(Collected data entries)
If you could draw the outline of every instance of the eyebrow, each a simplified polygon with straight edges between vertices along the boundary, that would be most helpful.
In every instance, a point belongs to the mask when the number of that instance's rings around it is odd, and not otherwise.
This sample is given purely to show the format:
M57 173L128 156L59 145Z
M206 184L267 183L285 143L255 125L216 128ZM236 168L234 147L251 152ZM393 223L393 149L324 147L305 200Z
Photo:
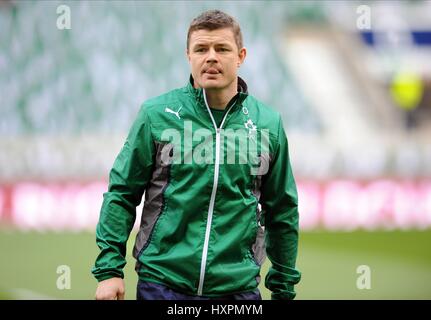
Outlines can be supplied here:
M208 42L197 42L195 44L193 44L193 47L205 47L208 46ZM221 46L226 46L226 47L231 47L232 45L228 42L216 42L215 46L217 47L221 47Z

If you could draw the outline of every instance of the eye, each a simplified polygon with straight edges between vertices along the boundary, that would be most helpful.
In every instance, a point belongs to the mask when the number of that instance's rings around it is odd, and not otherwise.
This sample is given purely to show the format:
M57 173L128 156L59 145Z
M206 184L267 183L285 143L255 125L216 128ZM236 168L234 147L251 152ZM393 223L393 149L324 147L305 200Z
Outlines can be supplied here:
M197 48L195 49L195 52L205 52L206 49L205 48Z

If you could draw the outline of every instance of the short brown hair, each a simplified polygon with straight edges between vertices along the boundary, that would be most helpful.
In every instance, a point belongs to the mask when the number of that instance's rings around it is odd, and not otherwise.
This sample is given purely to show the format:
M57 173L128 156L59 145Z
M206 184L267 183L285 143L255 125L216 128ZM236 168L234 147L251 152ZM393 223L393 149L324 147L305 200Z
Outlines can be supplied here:
M217 30L230 28L233 31L238 49L243 46L241 28L238 22L227 13L220 10L208 10L193 19L187 33L187 49L190 45L190 35L197 30Z

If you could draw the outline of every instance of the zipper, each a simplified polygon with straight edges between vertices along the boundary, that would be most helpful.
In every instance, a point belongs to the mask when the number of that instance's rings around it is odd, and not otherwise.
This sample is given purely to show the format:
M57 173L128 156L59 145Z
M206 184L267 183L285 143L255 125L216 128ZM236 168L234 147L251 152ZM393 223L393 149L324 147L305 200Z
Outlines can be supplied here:
M211 117L211 121L213 123L214 129L216 130L216 154L215 154L215 164L214 164L214 182L213 182L213 188L211 191L210 205L208 208L204 247L202 249L202 260L201 260L201 270L200 270L200 276L199 276L198 296L202 295L202 289L204 286L205 268L206 268L207 257L208 257L208 244L209 244L209 238L210 238L210 233L211 233L211 223L212 223L213 212L214 212L214 202L215 202L215 197L216 197L216 193L217 193L218 176L219 176L219 168L220 168L220 131L223 128L223 124L226 120L227 115L229 114L229 111L232 109L232 107L236 103L236 101L234 103L232 103L232 105L226 111L225 115L223 116L223 120L220 124L220 128L218 128L217 124L214 120L214 117L211 113L211 110L208 106L208 101L207 101L207 97L205 94L205 89L202 89L202 90L203 90L205 106L206 106L208 113Z
M256 204L256 216L255 219L253 219L253 231L254 231L254 241L253 244L256 243L257 237L259 235L259 225L260 225L260 216L261 216L261 211L259 210L259 201L257 200L257 197L255 196L255 199L257 201ZM251 260L258 266L260 267L260 264L257 262L256 258L254 257L254 252L253 252L253 244L251 245L251 248L249 248L248 253L250 255Z

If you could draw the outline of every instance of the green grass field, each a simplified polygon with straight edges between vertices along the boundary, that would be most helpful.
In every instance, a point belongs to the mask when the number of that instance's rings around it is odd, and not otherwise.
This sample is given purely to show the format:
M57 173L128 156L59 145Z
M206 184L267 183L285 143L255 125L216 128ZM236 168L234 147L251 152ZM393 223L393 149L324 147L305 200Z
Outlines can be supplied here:
M126 298L135 298L137 276L129 242ZM0 299L93 299L90 269L94 234L0 231ZM59 265L71 268L71 289L59 290ZM268 268L262 269L264 279ZM371 289L359 290L359 265L371 270ZM302 232L298 256L302 280L297 299L431 299L431 230ZM269 291L260 285L264 299Z

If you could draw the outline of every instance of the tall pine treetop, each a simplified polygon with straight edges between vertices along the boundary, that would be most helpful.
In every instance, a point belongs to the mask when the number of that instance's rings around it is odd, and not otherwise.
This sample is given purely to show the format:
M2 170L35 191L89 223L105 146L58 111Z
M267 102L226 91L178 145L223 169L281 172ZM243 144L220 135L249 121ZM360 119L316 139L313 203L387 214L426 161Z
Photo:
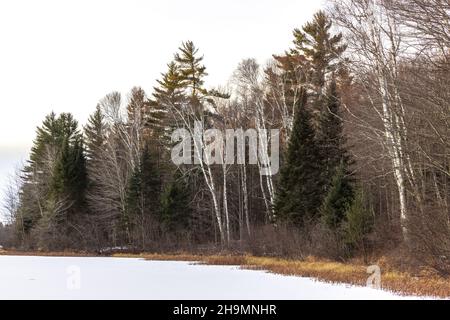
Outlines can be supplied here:
M167 72L157 80L159 86L154 87L153 100L159 104L175 104L183 93L182 77L178 65L172 61L167 65Z
M192 41L183 42L175 54L175 62L178 64L180 80L183 86L191 89L191 94L206 94L203 88L203 78L207 76L206 67L202 64L203 56L198 56L198 49Z
M319 11L312 22L294 30L292 55L305 56L313 66L312 83L321 88L328 73L339 69L338 61L347 46L342 34L331 35L332 21L325 12Z

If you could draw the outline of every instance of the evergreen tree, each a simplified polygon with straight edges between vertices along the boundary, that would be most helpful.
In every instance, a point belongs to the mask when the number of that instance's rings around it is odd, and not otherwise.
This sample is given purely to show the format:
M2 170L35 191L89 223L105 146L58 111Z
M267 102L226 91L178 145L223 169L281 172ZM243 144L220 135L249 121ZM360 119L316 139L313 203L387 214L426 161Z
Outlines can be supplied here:
M176 128L174 121L174 108L181 109L184 101L184 91L178 65L171 62L168 71L157 80L158 85L154 87L153 97L149 101L148 118L153 131L153 136L159 144L169 148L171 144L170 134Z
M70 209L80 208L86 188L83 137L78 130L78 122L71 114L62 113L56 123L59 129L53 140L58 141L58 146L50 176L49 195L56 201L65 199L72 203Z
M160 173L146 145L128 183L126 212L122 221L126 230L133 230L138 223L143 226L147 216L156 218L160 198Z
M284 103L294 105L301 88L308 88L308 108L316 131L320 130L322 113L327 112L330 75L344 75L341 56L346 45L342 44L342 34L331 35L331 28L331 19L319 11L302 29L294 30L295 47L284 56L274 56L281 70ZM269 71L269 76L274 74Z
M276 57L283 69L288 68L288 79L294 88L301 82L312 88L309 105L313 115L313 125L317 129L319 118L326 110L326 89L330 75L341 74L341 56L347 46L342 43L342 34L332 35L332 20L323 12L314 15L311 22L302 29L294 30L295 47L285 57Z
M70 197L81 205L86 188L86 161L81 136L72 144L66 138L52 175L52 192L56 197Z
M148 144L145 145L141 156L142 194L145 199L144 206L156 214L161 197L161 172L157 159L151 154Z
M341 166L345 176L350 176L351 157L346 148L343 122L340 115L340 99L334 79L330 82L326 95L327 107L321 113L317 130L317 141L320 148L322 165L321 179L324 188L328 189ZM350 179L350 178L349 178Z
M95 217L95 229L98 238L107 238L107 225L109 221L99 218L101 210L99 210L99 199L102 198L105 191L105 157L107 154L107 132L108 125L105 121L105 115L97 105L95 112L89 117L87 125L84 128L86 141L86 172L87 172L87 188L86 202L87 211L92 217Z
M51 207L57 201L68 203L62 215L82 204L86 183L84 148L78 123L71 114L57 117L52 112L45 118L37 129L24 173L20 210L27 231L44 216L50 215L51 219Z
M29 233L45 214L45 202L50 192L54 159L57 157L59 126L56 114L50 113L36 130L30 159L24 168L21 190L21 229Z
M127 105L128 122L141 122L148 126L150 124L149 102L144 89L140 87L134 87L131 89L129 102Z
M344 239L351 249L362 249L366 257L367 235L372 231L374 218L366 206L366 197L362 190L355 197L345 213Z
M332 25L326 13L319 11L302 30L294 30L295 48L291 50L291 55L301 55L310 61L310 81L318 93L325 88L326 75L340 68L339 58L347 48L342 44L342 34L330 34Z
M107 125L105 116L97 105L95 112L89 117L88 123L84 128L86 138L86 158L88 163L95 163L100 160L100 154L106 141ZM93 165L95 167L95 165ZM94 168L92 168L94 169Z
M324 218L327 224L337 227L345 208L334 207L339 207L340 202L351 201L352 191L349 169L351 159L345 146L340 98L334 76L342 70L340 57L346 46L342 44L341 34L331 35L331 28L331 19L324 12L318 12L313 21L305 24L301 30L294 30L295 48L285 57L276 59L287 79L290 79L292 88L298 88L299 84L304 85L301 82L313 88L313 92L309 93L309 109L312 112L311 123L315 132L317 152L315 186L320 189L316 199L319 200L320 211L327 212L322 213L322 216L329 218ZM288 97L289 94L293 93L288 92ZM342 170L342 174L339 170ZM343 181L339 181L341 176L345 177L342 178ZM343 194L340 194L341 192ZM343 198L340 199L340 196Z
M207 76L206 67L202 64L203 57L198 57L198 49L192 41L183 42L175 54L179 80L181 86L190 89L192 97L206 95L207 90L203 88L203 78Z
M160 80L157 80L159 86L153 88L153 102L159 105L176 105L183 96L183 80L178 65L174 61L167 67L167 72L161 75Z
M62 113L59 117L54 112L50 113L43 121L42 126L37 128L27 170L43 171L51 160L48 158L56 158L64 140L68 139L68 142L71 143L78 135L78 123L70 113Z
M229 95L217 90L207 90L204 87L204 78L208 75L206 67L202 64L203 56L198 56L198 49L192 41L183 42L175 54L174 62L178 75L178 84L187 91L190 104L202 107L204 102L214 104L212 97L228 99ZM206 100L206 101L203 101ZM204 112L203 108L201 108Z
M353 188L344 169L344 163L341 162L320 208L323 222L332 230L339 228L353 200Z
M318 179L321 174L319 150L305 92L302 97L296 107L275 202L279 220L291 221L298 226L316 216L322 200L322 185Z
M164 230L187 230L191 219L190 188L179 171L161 197L161 222Z
M121 224L124 230L134 228L136 218L143 213L146 208L143 206L143 192L142 192L142 168L136 166L131 178L128 182L126 198L126 210L122 215ZM130 239L129 239L130 240Z

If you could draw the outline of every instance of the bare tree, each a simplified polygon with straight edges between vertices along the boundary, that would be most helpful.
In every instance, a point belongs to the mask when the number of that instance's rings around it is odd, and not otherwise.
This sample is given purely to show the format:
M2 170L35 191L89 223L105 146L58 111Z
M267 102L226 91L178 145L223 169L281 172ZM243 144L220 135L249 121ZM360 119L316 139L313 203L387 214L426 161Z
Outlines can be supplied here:
M366 90L375 89L372 108L383 124L383 140L397 183L403 236L407 236L406 183L416 188L407 150L405 107L400 96L399 59L403 42L400 26L383 1L333 1L332 16L347 36L351 52L349 67ZM373 75L367 76L367 75Z
M9 181L4 190L4 198L2 208L4 217L9 224L16 220L22 220L23 217L20 214L20 190L23 185L23 179L21 177L22 169L16 169L16 172L9 177ZM23 221L22 221L23 222ZM21 224L23 225L23 223ZM21 230L23 232L23 230Z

Task instructions: Repeat the lines exactly as they stand, from the opening line of the data through the line with "the zipper, each". Pictures stay out of the copy.

Answer box:
If you could draw the outline of every instance of the eyebrow, each a simplified polygon with straight edges between vertices along the boundary, that would be most helpful.
In every instance, a point belongs to the mask when the number of that instance's rings around it is odd, and not otherwise.
This sample is given purely to show the format:
M57 173L128 156L59 145Z
M206 184L267 183L285 143L255 125L216 128ZM236 168L234 147L251 152ZM393 223L393 149L324 147L305 200Z
Photo:
Outlines can be supplied here:
M208 42L197 42L195 44L193 44L193 47L205 47L208 46ZM221 46L226 46L226 47L231 47L232 45L228 42L216 42L215 46L217 47L221 47Z

If you could draw the outline of every instance of the eye, each a simplified polygon with straight edges between vertices along the boundary, that would be most helpful.
In every instance, a point belongs to the mask when the number of that instance's rings around it is odd, and not otherwise.
This sample is given purely to show the format:
M57 173L128 156L59 145Z
M206 184L267 183L285 143L255 125L216 128ZM236 168L234 147L251 152ZM393 223L393 149L324 147L305 200Z
Outlines can be supplied here:
M197 48L195 49L195 52L205 52L206 49L205 48Z

If you could draw the outline of every instance of the short brown hair, each a simplified polygon with straight edges between vertices along the boundary, that would be most helpful.
In every instance, a point belongs to the mask when the number of that instance's rings around it is odd, and not otherwise.
This sample is given purely to show the format:
M57 173L128 156L59 145Z
M206 184L267 183L285 143L255 125L216 128ZM236 168L234 147L251 152ZM393 223L393 149L324 147L305 200Z
Outlines can be supplied here:
M217 30L230 28L233 31L238 49L243 46L241 28L238 22L227 13L220 10L208 10L193 19L187 33L187 49L190 45L190 35L197 30Z

If you could draw the outline of every instance of the zipper, each a simplified polygon with straight edges between vertices along the boundary, that would be most helpful.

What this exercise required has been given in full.